Copy the rows starting at the very first one and ending at the line that contains "413 596 L 413", swapping "much appreciated" for "greatly appreciated" and keeping everything else the same. Leave the pictures out of your answer.
━━━━━ STORED ROWS ━━━━━
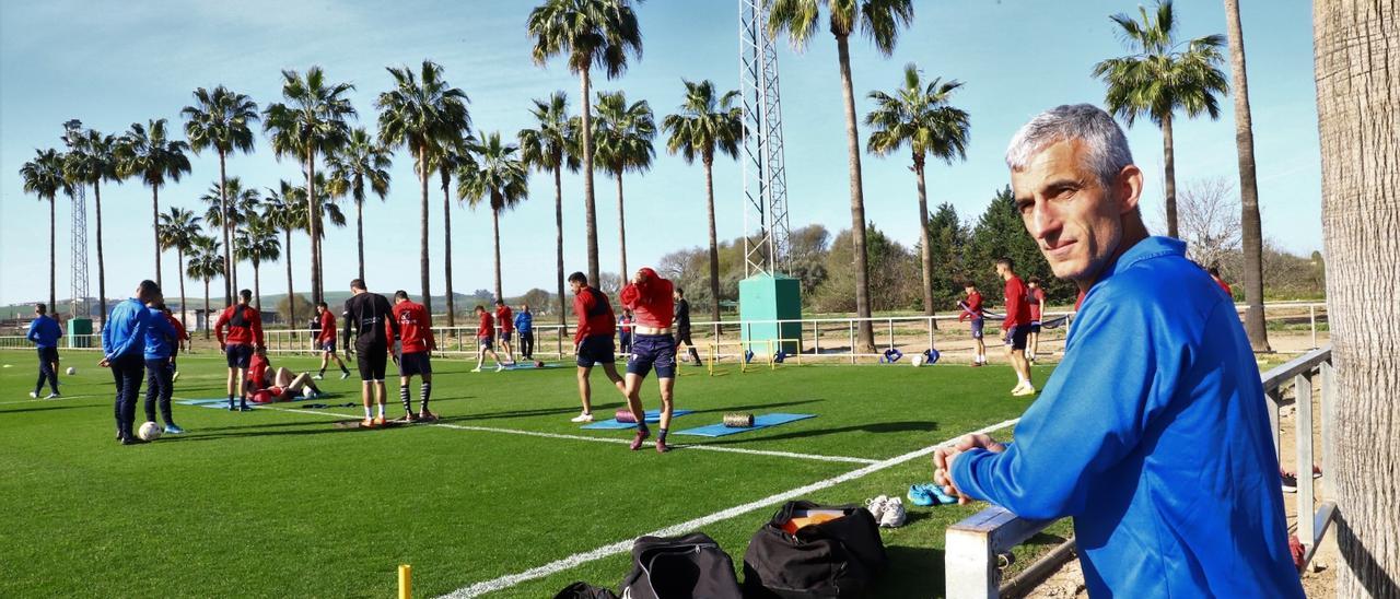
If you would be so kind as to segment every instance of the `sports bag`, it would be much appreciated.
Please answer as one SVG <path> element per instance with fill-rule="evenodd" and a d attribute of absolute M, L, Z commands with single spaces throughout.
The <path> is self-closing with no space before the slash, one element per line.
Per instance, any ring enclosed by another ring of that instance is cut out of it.
<path fill-rule="evenodd" d="M 784 530 L 794 512 L 833 509 L 827 522 Z M 788 501 L 749 540 L 743 554 L 745 598 L 857 598 L 889 564 L 875 516 L 860 505 Z"/>
<path fill-rule="evenodd" d="M 741 599 L 734 560 L 703 532 L 644 536 L 631 546 L 623 599 Z"/>

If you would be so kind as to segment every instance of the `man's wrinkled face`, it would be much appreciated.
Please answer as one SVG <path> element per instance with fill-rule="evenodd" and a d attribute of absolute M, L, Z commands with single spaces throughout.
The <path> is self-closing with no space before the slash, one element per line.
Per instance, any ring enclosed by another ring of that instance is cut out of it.
<path fill-rule="evenodd" d="M 1026 231 L 1060 279 L 1092 283 L 1123 238 L 1123 216 L 1137 207 L 1141 174 L 1126 167 L 1105 189 L 1082 140 L 1040 150 L 1025 169 L 1011 172 L 1011 189 Z"/>

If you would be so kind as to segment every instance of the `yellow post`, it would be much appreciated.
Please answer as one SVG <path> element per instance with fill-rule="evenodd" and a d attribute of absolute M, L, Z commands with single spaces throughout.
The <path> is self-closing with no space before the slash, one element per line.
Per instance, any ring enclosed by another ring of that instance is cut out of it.
<path fill-rule="evenodd" d="M 413 596 L 413 567 L 409 564 L 399 564 L 399 599 L 410 599 Z"/>

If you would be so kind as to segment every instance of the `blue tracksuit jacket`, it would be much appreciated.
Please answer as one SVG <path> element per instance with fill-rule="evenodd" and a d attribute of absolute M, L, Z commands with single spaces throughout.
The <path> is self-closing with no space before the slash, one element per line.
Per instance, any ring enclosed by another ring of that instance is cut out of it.
<path fill-rule="evenodd" d="M 1091 596 L 1302 598 L 1254 354 L 1184 248 L 1148 238 L 1106 269 L 1015 442 L 953 481 L 1074 516 Z"/>

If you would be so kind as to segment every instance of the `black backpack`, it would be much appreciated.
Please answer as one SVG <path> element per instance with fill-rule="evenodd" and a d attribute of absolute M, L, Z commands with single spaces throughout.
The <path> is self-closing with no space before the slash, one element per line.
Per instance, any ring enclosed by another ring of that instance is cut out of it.
<path fill-rule="evenodd" d="M 741 599 L 734 560 L 703 532 L 644 536 L 631 546 L 623 599 Z"/>
<path fill-rule="evenodd" d="M 802 509 L 839 509 L 844 516 L 790 535 L 783 525 Z M 888 564 L 879 528 L 868 509 L 788 501 L 749 540 L 743 554 L 743 596 L 857 598 Z"/>

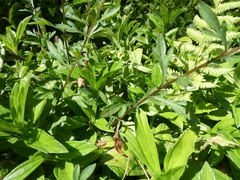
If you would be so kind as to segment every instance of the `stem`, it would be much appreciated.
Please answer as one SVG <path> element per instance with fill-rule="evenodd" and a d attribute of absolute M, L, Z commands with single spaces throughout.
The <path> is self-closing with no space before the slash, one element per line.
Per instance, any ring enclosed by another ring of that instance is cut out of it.
<path fill-rule="evenodd" d="M 65 10 L 64 10 L 64 4 L 65 4 L 65 0 L 61 0 L 62 3 L 62 18 L 63 18 L 63 24 L 66 24 L 66 17 L 65 17 Z M 63 29 L 63 36 L 64 36 L 64 46 L 65 49 L 67 51 L 67 59 L 68 59 L 68 63 L 70 63 L 70 57 L 69 57 L 69 52 L 68 52 L 68 45 L 67 45 L 67 33 L 66 30 Z"/>
<path fill-rule="evenodd" d="M 93 27 L 94 27 L 95 24 L 96 24 L 96 21 L 97 21 L 99 15 L 100 15 L 100 12 L 101 12 L 101 9 L 102 9 L 104 3 L 105 3 L 105 0 L 102 1 L 101 5 L 100 5 L 99 8 L 98 8 L 97 14 L 96 14 L 96 16 L 95 16 L 95 18 L 94 18 L 94 20 L 93 20 L 93 22 L 92 22 L 92 25 L 91 25 L 90 28 L 88 29 L 87 35 L 86 35 L 86 37 L 85 37 L 85 39 L 84 39 L 83 45 L 82 45 L 79 53 L 78 53 L 77 59 L 79 59 L 80 56 L 81 56 L 81 54 L 82 54 L 83 48 L 85 47 L 85 45 L 86 45 L 86 43 L 87 43 L 87 41 L 88 41 L 88 39 L 89 39 L 89 37 L 90 37 L 90 34 L 91 34 L 91 32 L 92 32 L 92 29 L 93 29 Z M 70 69 L 70 71 L 69 71 L 69 73 L 68 73 L 68 75 L 67 75 L 66 81 L 65 81 L 65 83 L 64 83 L 64 85 L 63 85 L 63 88 L 62 88 L 62 92 L 63 92 L 64 89 L 66 88 L 66 86 L 67 86 L 67 84 L 68 84 L 68 81 L 69 81 L 69 78 L 70 78 L 70 76 L 71 76 L 74 68 L 76 67 L 76 65 L 77 65 L 77 61 L 74 62 L 74 64 L 72 65 L 72 68 Z"/>
<path fill-rule="evenodd" d="M 207 66 L 208 64 L 210 64 L 210 63 L 212 63 L 212 62 L 214 62 L 214 61 L 217 61 L 217 60 L 219 60 L 219 59 L 221 59 L 221 58 L 223 58 L 223 57 L 225 57 L 225 56 L 228 56 L 228 55 L 230 55 L 230 54 L 232 54 L 232 53 L 234 53 L 234 52 L 236 52 L 236 51 L 238 51 L 238 50 L 240 50 L 240 46 L 235 47 L 235 48 L 233 48 L 233 49 L 230 50 L 230 51 L 224 52 L 224 53 L 222 53 L 221 55 L 219 55 L 219 56 L 211 59 L 210 61 L 207 61 L 207 62 L 205 62 L 205 63 L 203 63 L 203 64 L 201 64 L 201 65 L 199 65 L 199 66 L 197 66 L 197 67 L 195 67 L 195 68 L 193 68 L 193 69 L 191 69 L 190 71 L 184 73 L 183 76 L 188 75 L 188 74 L 190 74 L 190 73 L 192 73 L 192 72 L 194 72 L 194 71 L 197 71 L 198 69 L 200 69 L 200 68 L 202 68 L 202 67 L 205 67 L 205 66 Z M 179 78 L 179 77 L 178 77 L 178 78 Z M 130 109 L 128 109 L 128 110 L 123 114 L 123 116 L 119 117 L 119 118 L 118 118 L 116 121 L 114 121 L 111 125 L 112 125 L 112 126 L 115 125 L 118 121 L 122 120 L 128 113 L 130 113 L 132 110 L 134 110 L 137 106 L 139 106 L 139 105 L 142 104 L 144 101 L 146 101 L 147 99 L 149 99 L 149 97 L 155 95 L 157 92 L 159 92 L 159 91 L 162 90 L 163 88 L 166 88 L 167 86 L 169 86 L 169 85 L 171 85 L 172 83 L 176 82 L 176 81 L 178 80 L 178 78 L 175 78 L 175 79 L 169 81 L 168 83 L 161 85 L 157 90 L 153 91 L 153 92 L 152 92 L 151 94 L 149 94 L 147 97 L 141 99 L 138 103 L 136 103 L 134 106 L 132 106 Z"/>

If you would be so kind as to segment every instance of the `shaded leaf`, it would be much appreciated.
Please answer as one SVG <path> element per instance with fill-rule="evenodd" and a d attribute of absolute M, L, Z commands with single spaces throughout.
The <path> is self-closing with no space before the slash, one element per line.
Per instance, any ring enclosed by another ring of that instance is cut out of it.
<path fill-rule="evenodd" d="M 68 153 L 68 150 L 53 136 L 42 129 L 31 128 L 22 135 L 27 146 L 45 153 Z"/>
<path fill-rule="evenodd" d="M 56 164 L 53 173 L 57 180 L 73 180 L 74 166 L 71 162 L 62 161 Z"/>
<path fill-rule="evenodd" d="M 44 161 L 45 158 L 42 156 L 42 154 L 37 152 L 34 156 L 30 157 L 28 160 L 24 161 L 15 169 L 13 169 L 4 178 L 4 180 L 23 180 Z"/>

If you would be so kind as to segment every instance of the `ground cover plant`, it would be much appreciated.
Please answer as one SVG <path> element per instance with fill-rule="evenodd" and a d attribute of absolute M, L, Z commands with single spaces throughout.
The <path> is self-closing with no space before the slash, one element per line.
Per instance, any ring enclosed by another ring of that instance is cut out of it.
<path fill-rule="evenodd" d="M 240 179 L 239 7 L 3 2 L 0 179 Z"/>

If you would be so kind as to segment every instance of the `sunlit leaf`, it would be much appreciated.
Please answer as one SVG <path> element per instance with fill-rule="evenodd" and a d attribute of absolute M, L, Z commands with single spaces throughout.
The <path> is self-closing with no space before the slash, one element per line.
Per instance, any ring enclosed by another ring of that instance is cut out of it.
<path fill-rule="evenodd" d="M 45 153 L 68 153 L 68 150 L 53 136 L 42 129 L 31 128 L 22 135 L 27 146 Z"/>
<path fill-rule="evenodd" d="M 30 157 L 28 160 L 24 161 L 13 169 L 4 180 L 23 180 L 29 174 L 31 174 L 41 163 L 45 161 L 45 158 L 41 153 L 36 153 L 34 156 Z"/>

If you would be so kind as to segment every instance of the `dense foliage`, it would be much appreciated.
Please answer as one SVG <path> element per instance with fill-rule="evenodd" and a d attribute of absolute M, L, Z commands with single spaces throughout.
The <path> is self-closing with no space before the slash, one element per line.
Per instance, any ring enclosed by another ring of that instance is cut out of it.
<path fill-rule="evenodd" d="M 0 7 L 0 179 L 240 179 L 240 2 Z"/>

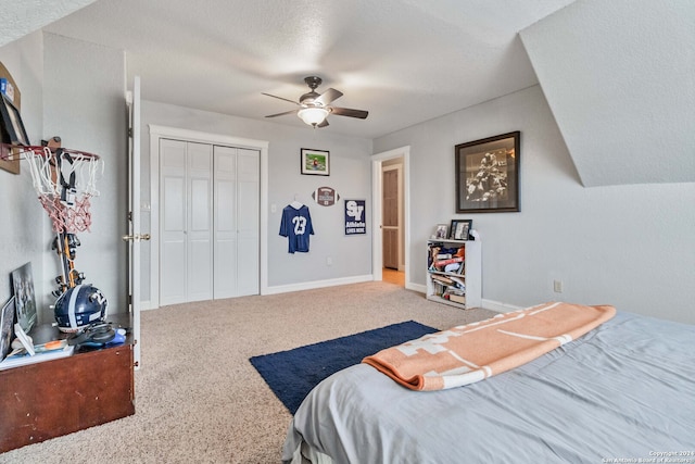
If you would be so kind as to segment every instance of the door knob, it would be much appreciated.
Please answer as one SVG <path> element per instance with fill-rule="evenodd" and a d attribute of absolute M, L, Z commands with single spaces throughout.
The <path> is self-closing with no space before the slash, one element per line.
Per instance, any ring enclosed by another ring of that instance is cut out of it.
<path fill-rule="evenodd" d="M 150 238 L 152 238 L 150 236 L 150 234 L 135 234 L 135 235 L 124 235 L 123 237 L 121 237 L 123 239 L 123 241 L 134 241 L 134 240 L 149 240 Z"/>

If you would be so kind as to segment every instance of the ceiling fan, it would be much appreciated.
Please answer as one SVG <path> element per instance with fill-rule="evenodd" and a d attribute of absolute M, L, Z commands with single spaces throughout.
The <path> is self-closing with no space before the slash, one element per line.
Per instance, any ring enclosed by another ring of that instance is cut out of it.
<path fill-rule="evenodd" d="M 270 93 L 262 92 L 265 96 L 289 101 L 290 103 L 294 103 L 300 106 L 296 110 L 286 111 L 277 114 L 270 114 L 265 117 L 283 116 L 286 114 L 296 114 L 298 116 L 300 116 L 302 121 L 304 121 L 304 123 L 308 124 L 309 126 L 326 127 L 328 125 L 328 121 L 326 120 L 326 117 L 329 114 L 337 114 L 339 116 L 358 117 L 361 120 L 365 120 L 369 114 L 368 111 L 331 106 L 330 103 L 334 100 L 338 100 L 340 97 L 343 96 L 343 93 L 332 88 L 329 88 L 324 93 L 318 93 L 316 91 L 316 87 L 320 86 L 323 81 L 320 77 L 308 76 L 304 78 L 304 81 L 306 83 L 311 91 L 300 97 L 299 102 L 289 100 L 287 98 L 277 97 Z"/>

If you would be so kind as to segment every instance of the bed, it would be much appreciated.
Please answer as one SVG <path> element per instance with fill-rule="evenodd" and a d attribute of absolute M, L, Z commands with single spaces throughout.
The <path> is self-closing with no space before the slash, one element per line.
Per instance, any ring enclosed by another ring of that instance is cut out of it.
<path fill-rule="evenodd" d="M 464 387 L 413 391 L 351 366 L 305 398 L 282 450 L 292 464 L 659 460 L 695 463 L 695 326 L 621 311 Z"/>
━━━━━
● **CORRECT RESULT**
If you would be so kind as to segment every instance of the `sports bag`, it would be greatly appreciated.
Please answer as one SVG <path> element per instance with fill-rule="evenodd" and a d attribute of absolute M, L, Z commands with single spaces throughout.
The <path> is self-closing with no space before the slash, one element per line.
Per instance, any ring enclosed by another ring of that instance is cut out of it.
<path fill-rule="evenodd" d="M 784 530 L 794 512 L 833 509 L 827 522 Z M 788 501 L 749 540 L 743 554 L 745 598 L 857 598 L 889 564 L 875 516 L 860 505 Z"/>
<path fill-rule="evenodd" d="M 741 599 L 734 560 L 703 532 L 644 536 L 631 546 L 623 599 Z"/>

If you would be so kind as to segment every instance of the `man's wrinkled face`, it would be greatly appreciated.
Please answer as one SVG <path> element per instance with fill-rule="evenodd" and a d attribute of absolute M, L, Z commands with single spaces throughout.
The <path> is self-closing with no space before the slash, one element per line.
Per instance, any ring enclosed by another ring of that instance is cut out of it.
<path fill-rule="evenodd" d="M 1026 231 L 1060 279 L 1092 283 L 1123 238 L 1123 216 L 1137 207 L 1141 174 L 1126 167 L 1105 189 L 1082 140 L 1040 150 L 1025 169 L 1011 172 L 1011 189 Z"/>

If you would be so kind as to segment every instance of the `yellow post`, it would be greatly appreciated.
Please answer as one SVG <path> element per instance with fill-rule="evenodd" and a d attribute of absolute M, L, Z commands with single spaces throughout.
The <path> is self-closing with no space before the slash, one element per line.
Per instance, any ring enclosed by another ring of that instance is cut out of it.
<path fill-rule="evenodd" d="M 413 596 L 413 567 L 409 564 L 399 564 L 399 599 L 410 599 Z"/>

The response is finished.